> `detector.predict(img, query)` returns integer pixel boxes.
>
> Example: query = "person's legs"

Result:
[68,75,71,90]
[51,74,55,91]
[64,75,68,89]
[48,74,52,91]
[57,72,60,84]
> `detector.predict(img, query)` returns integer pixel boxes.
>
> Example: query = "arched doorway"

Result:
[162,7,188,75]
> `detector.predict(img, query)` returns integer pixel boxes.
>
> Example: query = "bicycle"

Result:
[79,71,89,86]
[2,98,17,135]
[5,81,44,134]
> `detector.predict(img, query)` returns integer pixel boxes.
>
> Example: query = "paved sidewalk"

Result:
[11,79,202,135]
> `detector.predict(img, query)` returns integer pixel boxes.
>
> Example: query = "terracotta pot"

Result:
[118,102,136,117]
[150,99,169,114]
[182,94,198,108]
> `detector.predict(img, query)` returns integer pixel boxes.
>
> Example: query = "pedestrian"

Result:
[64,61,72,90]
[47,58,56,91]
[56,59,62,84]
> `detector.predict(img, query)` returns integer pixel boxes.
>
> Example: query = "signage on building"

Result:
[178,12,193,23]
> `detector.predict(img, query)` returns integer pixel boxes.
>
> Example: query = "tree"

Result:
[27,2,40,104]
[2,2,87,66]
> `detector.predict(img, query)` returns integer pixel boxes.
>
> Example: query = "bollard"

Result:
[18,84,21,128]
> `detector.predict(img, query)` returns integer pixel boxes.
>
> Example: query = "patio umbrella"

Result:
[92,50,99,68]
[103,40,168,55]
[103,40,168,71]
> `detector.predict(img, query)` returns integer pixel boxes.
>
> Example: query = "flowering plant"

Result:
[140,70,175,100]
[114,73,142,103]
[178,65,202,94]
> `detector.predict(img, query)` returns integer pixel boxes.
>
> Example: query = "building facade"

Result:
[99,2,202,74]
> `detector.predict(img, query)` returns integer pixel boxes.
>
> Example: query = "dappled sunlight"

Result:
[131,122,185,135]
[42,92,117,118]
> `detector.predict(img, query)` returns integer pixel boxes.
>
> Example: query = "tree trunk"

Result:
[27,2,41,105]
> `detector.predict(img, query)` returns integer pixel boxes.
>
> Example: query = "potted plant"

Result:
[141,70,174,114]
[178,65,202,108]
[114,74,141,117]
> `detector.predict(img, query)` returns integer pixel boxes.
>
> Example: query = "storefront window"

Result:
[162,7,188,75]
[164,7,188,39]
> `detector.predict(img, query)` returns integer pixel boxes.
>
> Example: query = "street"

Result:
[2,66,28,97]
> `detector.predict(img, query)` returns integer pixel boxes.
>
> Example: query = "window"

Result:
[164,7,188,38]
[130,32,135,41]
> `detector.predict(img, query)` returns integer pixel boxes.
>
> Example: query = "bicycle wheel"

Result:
=-=-=
To do — Convert all of the data above into a Markdown table with two columns, Row and Line: number each non-blank line in order under Row and put its text under Line, skipping blank lines.

Answer to this task —
| Row | Line |
|---|---|
| 1 | > `detector.predict(img, query)` returns integer pixel boxes. |
| 2 | > |
| 3 | > Example: query = "person's legs" |
| 4 | Result: |
| 5 | [68,75,71,90] |
| 6 | [51,74,55,91] |
| 7 | [64,75,68,89] |
| 8 | [48,74,52,91] |
| 9 | [57,72,60,84] |
| 10 | > `detector.predict(img, query)` returns integer pixel boxes. |
| 11 | > |
| 12 | > Example: query = "arched doorway" |
| 13 | Result: |
| 14 | [162,7,188,75] |
| 15 | > `detector.predict(img, query)` returns integer pixel boxes. |
| 16 | > |
| 17 | > Example: query = "bicycle" |
| 18 | Result: |
| 19 | [79,71,89,86] |
| 20 | [2,98,17,135] |
| 21 | [5,81,44,134] |
| 22 | > `detector.predict(img, query)` returns integer pixel boxes. |
| 23 | > |
| 24 | > Example: query = "paved sidewalk" |
| 25 | Result: |
| 26 | [11,79,202,135] |
| 27 | > `detector.predict(img, query)` returns integer pixel boxes. |
| 28 | > |
| 29 | > Example: query = "terracotta pot" |
| 30 | Result: |
| 31 | [118,102,136,117] |
| 32 | [150,99,169,114] |
| 33 | [182,94,198,108] |
| 34 | > `detector.predict(img, query)` returns integer pixel boxes. |
| 35 | > |
| 36 | > Example: query = "pedestrian" |
| 37 | Result: |
| 38 | [64,61,72,90] |
| 39 | [47,58,56,91] |
| 40 | [56,59,62,84] |
| 41 | > `detector.predict(img, query)` returns integer pixel boxes. |
| 42 | > |
| 43 | > Example: query = "signage on building" |
| 44 | Result: |
| 45 | [178,12,193,23] |
| 46 | > `detector.predict(img, query)` returns integer pixel boxes. |
| 47 | > |
| 48 | > Example: query = "tree" |
| 49 | Result: |
| 50 | [27,2,40,104] |
| 51 | [2,2,87,66] |
| 52 | > `detector.predict(img, query)` returns integer pixel boxes. |
| 53 | > |
| 54 | > Example: query = "bollard" |
| 55 | Result: |
| 56 | [18,84,21,128] |
| 57 | > `detector.predict(img, query)` returns integer pixel boxes. |
| 58 | > |
| 59 | > Example: query = "patio umbrella" |
| 60 | Result: |
| 61 | [92,50,99,68] |
| 62 | [103,40,168,55] |
| 63 | [103,40,168,71] |
| 64 | > `detector.predict(img, query)` returns integer pixel boxes. |
| 65 | > |
| 66 | > Example: query = "flowering plant" |
| 67 | Result: |
| 68 | [140,70,175,100] |
| 69 | [114,73,142,103] |
| 70 | [178,65,202,94] |
| 71 | > `detector.predict(img, query)` returns integer pixel boxes. |
| 72 | > |
| 73 | > Example: query = "building facade" |
| 74 | Result: |
| 75 | [99,2,202,74] |
| 76 | > `detector.predict(img, query)` returns integer pixel boxes. |
| 77 | > |
| 78 | > Example: query = "dappled sunlight" |
| 79 | Result: |
| 80 | [131,122,185,135] |
| 81 | [42,92,117,118] |
| 82 | > `detector.predict(img, query)` returns integer pixel boxes. |
| 83 | > |
| 84 | > Example: query = "tree trunk" |
| 85 | Result: |
| 86 | [27,2,41,105] |
| 87 | > `detector.predict(img, query)` returns integer pixel boxes. |
| 88 | > |
| 89 | > Example: query = "potted plant" |
| 90 | Result: |
| 91 | [141,70,174,114] |
| 92 | [178,65,202,108] |
| 93 | [114,74,141,117] |
| 94 | > `detector.predict(img, query)` returns integer pixel boxes. |
| 95 | > |
| 96 | > Example: query = "storefront window" |
| 97 | Result: |
| 98 | [162,7,188,75] |
| 99 | [164,7,188,39] |
| 100 | > `detector.predict(img, query)` returns integer pixel boxes. |
| 101 | > |
| 102 | > Example: query = "street" |
| 103 | Result: |
| 104 | [2,66,28,97] |
| 105 | > `detector.predict(img, query)` returns integer pixel boxes. |
| 106 | > |
| 107 | > Example: query = "window" |
| 108 | Result: |
| 109 | [164,7,188,38] |
| 110 | [130,32,135,41] |
| 111 | > `detector.predict(img, query)` returns integer pixel boxes. |
| 112 | > |
| 113 | > Example: query = "bicycle wheel" |
| 114 | Result: |